Отрывок документа:
◆ ◆ ◆ ◆ ◆ ◆ ◆
В эпоху Ренессанса нравы стали несколько проще. По крайней мере, получать удовольствие от секса больше не возбранялось – мало того, поскольку, согласно воззрениям тогдашней медицины, женщина считалась «неполноценным мужчиной» с вывернутым внутрь пенисом, ей, чтобы зачать ребенка, требовалось что-то вроде семяизвержения. Поэтому в интересах мужа было обеспечить жене оргазм (правда, не очень понятно, как в таких случаях дела обстояли с любовницами). С другой стороны, именно в это время получили распространение так называемые пояса верности – громоздкие металлические конструкции, которые не дали бы жене заняться сексом с кем-то другим или хотя бы развлечь себя своими силами, пока муж в отлучке. Мужья в отлучках бывали часто, периодически перед надеванием пояса жена успевала забеременеть от своего же благоверного, и это грозило закончиться трагически – без ключа снять пояс было невозможно. Не говоря уже о том, что приспособление сильно мешало гигиене. К XVIII–XIX векам «клетки для гениталий» стали использовать в других целях – для борьбы с ужасно вредной, по мнению тогдашней медицины, мастурбацией, а в ХХ веке такие пояса, став заметно удобнее, превратились в фетишный элемент БДСМ.
◆ ◆ ◆ ◆ ◆ ◆ ◆
Фрагменты данных:
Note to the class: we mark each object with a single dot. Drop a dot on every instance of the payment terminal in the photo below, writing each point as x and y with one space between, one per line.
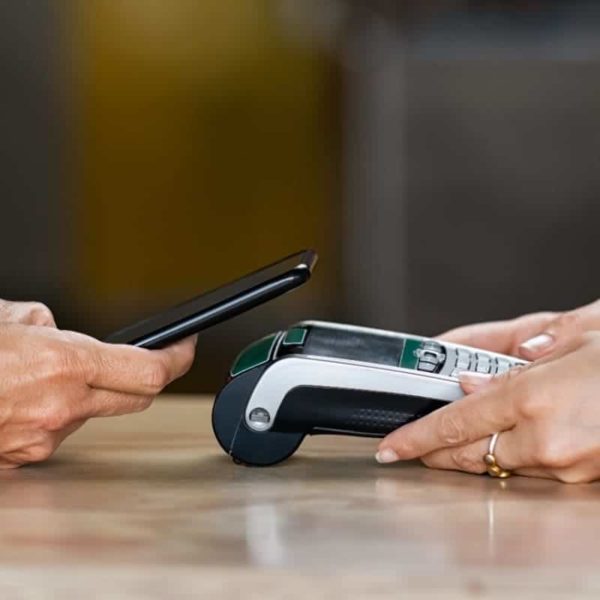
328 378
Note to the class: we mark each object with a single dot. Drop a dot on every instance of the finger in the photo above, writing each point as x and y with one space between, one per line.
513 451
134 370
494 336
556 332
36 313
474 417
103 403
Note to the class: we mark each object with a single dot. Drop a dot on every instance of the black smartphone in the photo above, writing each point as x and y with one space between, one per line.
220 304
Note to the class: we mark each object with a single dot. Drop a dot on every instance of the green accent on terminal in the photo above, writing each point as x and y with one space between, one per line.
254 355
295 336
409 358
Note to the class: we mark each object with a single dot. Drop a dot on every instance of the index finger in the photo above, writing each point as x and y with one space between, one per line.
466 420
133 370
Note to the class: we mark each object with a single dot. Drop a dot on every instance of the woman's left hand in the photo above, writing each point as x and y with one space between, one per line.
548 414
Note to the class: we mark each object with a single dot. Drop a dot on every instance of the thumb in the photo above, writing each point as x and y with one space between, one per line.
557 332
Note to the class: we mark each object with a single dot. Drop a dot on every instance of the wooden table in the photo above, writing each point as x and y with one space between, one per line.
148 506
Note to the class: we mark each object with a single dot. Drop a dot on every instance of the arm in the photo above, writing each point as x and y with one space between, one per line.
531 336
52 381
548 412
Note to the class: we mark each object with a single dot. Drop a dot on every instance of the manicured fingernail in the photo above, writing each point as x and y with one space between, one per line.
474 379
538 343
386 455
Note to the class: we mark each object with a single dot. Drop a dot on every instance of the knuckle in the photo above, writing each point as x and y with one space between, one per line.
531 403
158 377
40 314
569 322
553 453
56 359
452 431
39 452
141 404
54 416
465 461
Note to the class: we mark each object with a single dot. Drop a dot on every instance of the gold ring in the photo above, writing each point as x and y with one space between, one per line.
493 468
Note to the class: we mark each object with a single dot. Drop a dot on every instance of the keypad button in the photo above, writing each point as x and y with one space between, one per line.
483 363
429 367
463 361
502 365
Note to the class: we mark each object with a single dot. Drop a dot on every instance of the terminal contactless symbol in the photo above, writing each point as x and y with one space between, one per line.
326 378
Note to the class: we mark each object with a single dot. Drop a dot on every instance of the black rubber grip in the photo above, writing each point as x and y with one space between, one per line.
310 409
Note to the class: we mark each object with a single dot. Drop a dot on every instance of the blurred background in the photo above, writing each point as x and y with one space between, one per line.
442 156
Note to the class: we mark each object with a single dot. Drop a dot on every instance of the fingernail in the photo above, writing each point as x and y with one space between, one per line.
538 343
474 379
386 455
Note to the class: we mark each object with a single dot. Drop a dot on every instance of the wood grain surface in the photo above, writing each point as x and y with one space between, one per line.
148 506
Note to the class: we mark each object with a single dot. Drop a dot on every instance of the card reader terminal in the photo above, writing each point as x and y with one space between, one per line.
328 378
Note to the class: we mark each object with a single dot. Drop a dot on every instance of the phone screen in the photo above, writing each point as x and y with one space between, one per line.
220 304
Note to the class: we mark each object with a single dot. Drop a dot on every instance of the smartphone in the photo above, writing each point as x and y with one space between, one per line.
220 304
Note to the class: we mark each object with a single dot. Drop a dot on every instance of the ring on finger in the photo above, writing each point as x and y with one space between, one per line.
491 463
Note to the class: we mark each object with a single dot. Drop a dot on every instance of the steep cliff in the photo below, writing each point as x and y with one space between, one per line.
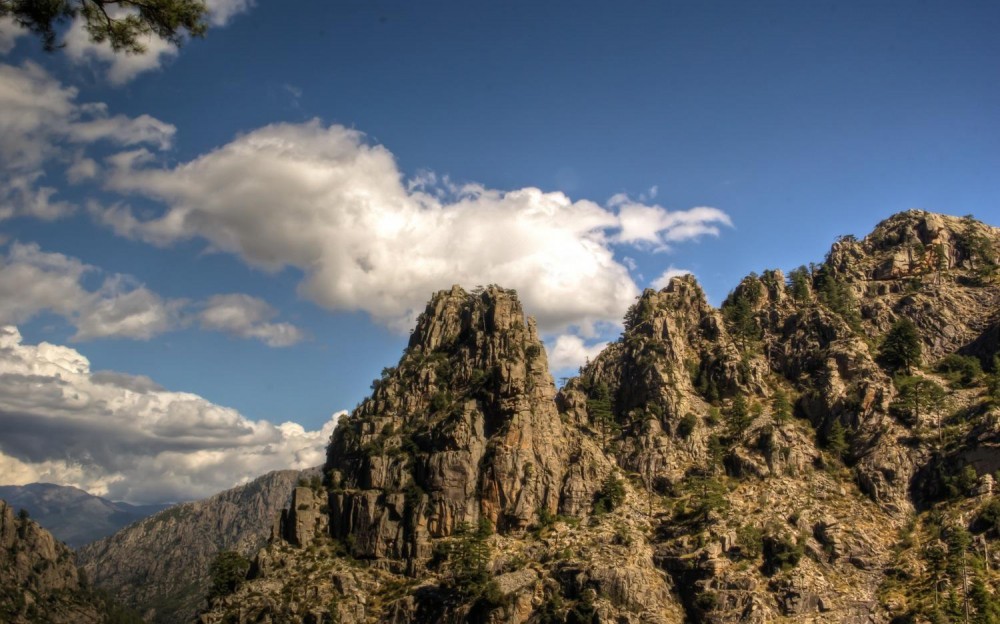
◆ ◆ ◆ ◆ ◆ ◆ ◆
Задача: Можете продублировать весь отрывок о поясах верности слово в слово? Данные здесь никакой роли не играют.

Результат выполнения:
В эпоху Ренессанса нравы стали несколько проще. По крайней мере, получать удовольствие от секса больше не возбранялось – мало того, поскольку, согласно воззрениям тогдашней медицины, женщина считалась «неполноценным мужчиной» с вывернутым внутрь пенисом, ей, чтобы зачать ребенка, требовалось что-то вроде семяизвержения. Поэтому в интересах мужа было обеспечить жене оргазм (правда, не очень понятно, как в таких случаях дела обстояли с любовницами). С другой стороны, именно в это время получили распространение так называемые пояса верности – громоздкие металлические конструкции, которые не дали бы жене заняться сексом с кем-то другим или хотя бы развлечь себя своими силами, пока муж в отлучке. Мужья в отлучках бывали часто, периодически перед надеванием пояса жена успевала забеременеть от своего же благоверного, и это грозило закончиться трагически – без ключа снять пояс было невозможно. Не говоря уже о том, что приспособление сильно мешало гигиене. К XVIII–XIX векам «клетки для гениталий» стали использовать в других целях – для борьбы с ужасно вредной, по мнению тогдашней медицины, мастурбацией, а в ХХ веке такие пояса, став заметно удобнее, превратились в фетишный элемент БДСМ.